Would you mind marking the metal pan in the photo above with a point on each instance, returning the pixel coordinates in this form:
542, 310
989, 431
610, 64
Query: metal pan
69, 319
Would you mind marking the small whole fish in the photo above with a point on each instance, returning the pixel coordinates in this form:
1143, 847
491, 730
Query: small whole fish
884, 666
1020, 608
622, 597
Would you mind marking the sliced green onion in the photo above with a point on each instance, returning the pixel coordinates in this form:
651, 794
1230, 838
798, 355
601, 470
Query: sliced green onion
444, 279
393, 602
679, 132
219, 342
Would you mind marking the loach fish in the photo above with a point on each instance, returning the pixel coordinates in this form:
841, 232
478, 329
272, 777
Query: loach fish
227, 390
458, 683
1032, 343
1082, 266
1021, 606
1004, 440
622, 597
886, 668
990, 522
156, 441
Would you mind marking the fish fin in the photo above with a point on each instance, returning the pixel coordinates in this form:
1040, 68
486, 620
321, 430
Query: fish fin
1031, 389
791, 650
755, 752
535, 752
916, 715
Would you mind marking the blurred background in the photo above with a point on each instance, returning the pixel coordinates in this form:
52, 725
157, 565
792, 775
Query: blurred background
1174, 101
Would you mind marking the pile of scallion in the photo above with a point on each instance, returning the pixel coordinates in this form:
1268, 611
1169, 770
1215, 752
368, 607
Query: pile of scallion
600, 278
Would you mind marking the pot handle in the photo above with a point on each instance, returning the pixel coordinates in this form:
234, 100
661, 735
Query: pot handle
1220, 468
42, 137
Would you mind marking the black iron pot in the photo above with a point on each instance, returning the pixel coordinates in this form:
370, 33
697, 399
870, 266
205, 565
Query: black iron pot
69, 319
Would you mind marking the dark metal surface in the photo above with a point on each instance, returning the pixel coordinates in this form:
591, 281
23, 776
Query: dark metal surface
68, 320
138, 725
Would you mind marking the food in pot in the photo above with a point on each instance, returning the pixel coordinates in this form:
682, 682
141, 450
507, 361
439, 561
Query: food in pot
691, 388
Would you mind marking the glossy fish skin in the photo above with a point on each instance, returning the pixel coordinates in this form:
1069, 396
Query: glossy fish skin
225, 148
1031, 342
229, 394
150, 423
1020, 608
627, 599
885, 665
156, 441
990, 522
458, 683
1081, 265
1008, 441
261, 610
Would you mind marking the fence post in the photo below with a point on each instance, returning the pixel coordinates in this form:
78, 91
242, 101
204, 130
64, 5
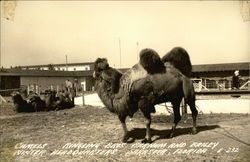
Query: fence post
83, 100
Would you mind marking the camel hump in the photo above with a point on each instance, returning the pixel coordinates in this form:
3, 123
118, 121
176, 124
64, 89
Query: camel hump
179, 58
151, 61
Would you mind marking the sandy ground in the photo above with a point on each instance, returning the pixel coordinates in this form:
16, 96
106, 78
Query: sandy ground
205, 104
88, 133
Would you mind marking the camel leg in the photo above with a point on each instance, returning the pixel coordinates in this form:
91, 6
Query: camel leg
124, 127
147, 139
194, 115
177, 117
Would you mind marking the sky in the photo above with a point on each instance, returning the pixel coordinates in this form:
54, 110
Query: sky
44, 32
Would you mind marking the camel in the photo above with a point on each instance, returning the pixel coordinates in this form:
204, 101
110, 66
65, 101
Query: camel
151, 81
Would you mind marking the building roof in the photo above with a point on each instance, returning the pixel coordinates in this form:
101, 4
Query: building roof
50, 73
64, 64
46, 73
221, 67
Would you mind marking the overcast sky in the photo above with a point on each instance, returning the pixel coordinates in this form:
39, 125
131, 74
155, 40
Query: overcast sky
44, 32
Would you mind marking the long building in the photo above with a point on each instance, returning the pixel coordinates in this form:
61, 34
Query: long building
207, 76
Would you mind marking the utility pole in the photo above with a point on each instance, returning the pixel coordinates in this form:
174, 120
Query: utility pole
66, 63
137, 48
120, 52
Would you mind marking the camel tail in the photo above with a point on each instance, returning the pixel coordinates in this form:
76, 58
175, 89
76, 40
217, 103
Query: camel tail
179, 57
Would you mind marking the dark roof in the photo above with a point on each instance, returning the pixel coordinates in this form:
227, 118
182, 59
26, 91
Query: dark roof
196, 68
69, 64
221, 67
48, 73
216, 67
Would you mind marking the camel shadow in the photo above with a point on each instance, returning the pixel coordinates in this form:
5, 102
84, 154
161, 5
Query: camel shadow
139, 133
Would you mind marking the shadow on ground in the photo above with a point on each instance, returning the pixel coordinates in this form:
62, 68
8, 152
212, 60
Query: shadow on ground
139, 133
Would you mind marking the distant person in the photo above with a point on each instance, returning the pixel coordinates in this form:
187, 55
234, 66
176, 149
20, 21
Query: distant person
68, 86
236, 80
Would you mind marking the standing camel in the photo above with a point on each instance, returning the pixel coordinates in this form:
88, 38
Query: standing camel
152, 81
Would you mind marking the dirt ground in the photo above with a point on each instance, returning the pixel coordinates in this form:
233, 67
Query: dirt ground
87, 133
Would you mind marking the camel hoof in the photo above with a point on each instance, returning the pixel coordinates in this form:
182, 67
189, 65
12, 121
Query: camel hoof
171, 135
125, 139
146, 141
194, 131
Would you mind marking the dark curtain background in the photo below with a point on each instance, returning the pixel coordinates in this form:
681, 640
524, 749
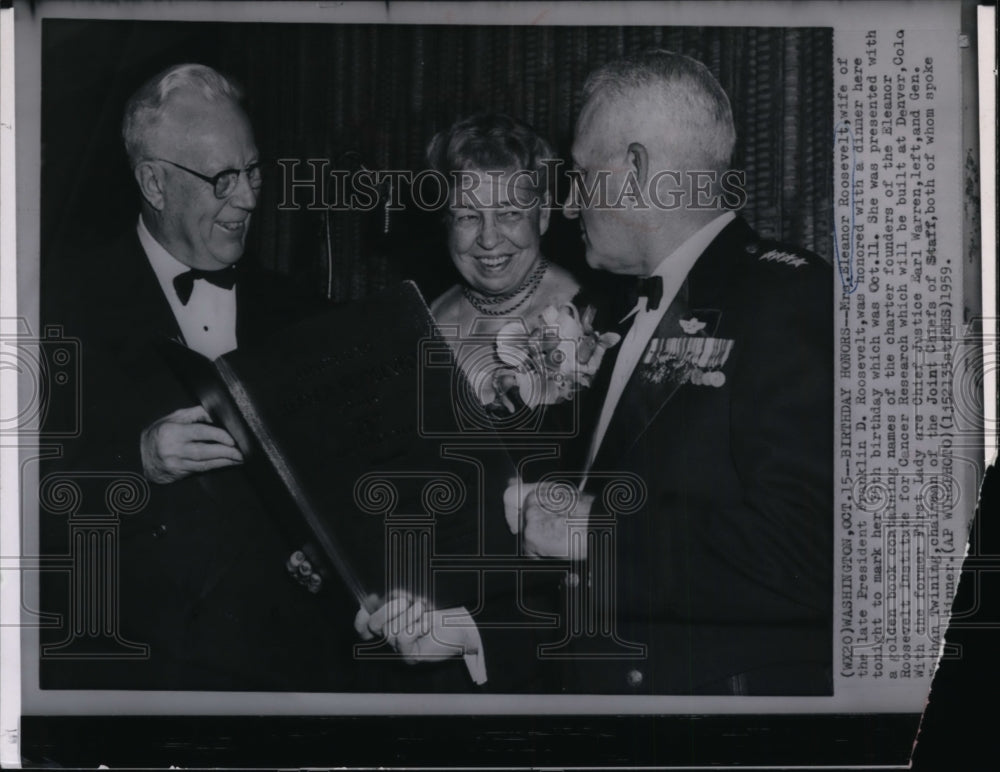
━━━━━━━━━━
What to do: Reproduce the stretch from the line containing "Would you mind marking the camel hoof" through the end of the records, switching "camel hoof" to "camel foot" and changing nothing else. Leave the pictures out of your answer.

Exercise result:
Would you mind marking the camel foot in the photo above with a point on each instance, returning the pixel coordinates in this form:
182, 67
189, 65
12, 121
Query: camel foot
171, 135
125, 139
146, 141
194, 131
Would you mind marking the dark curtain background in the photo below with a point on each instance, returning the pixel coordinates in this form:
681, 640
524, 749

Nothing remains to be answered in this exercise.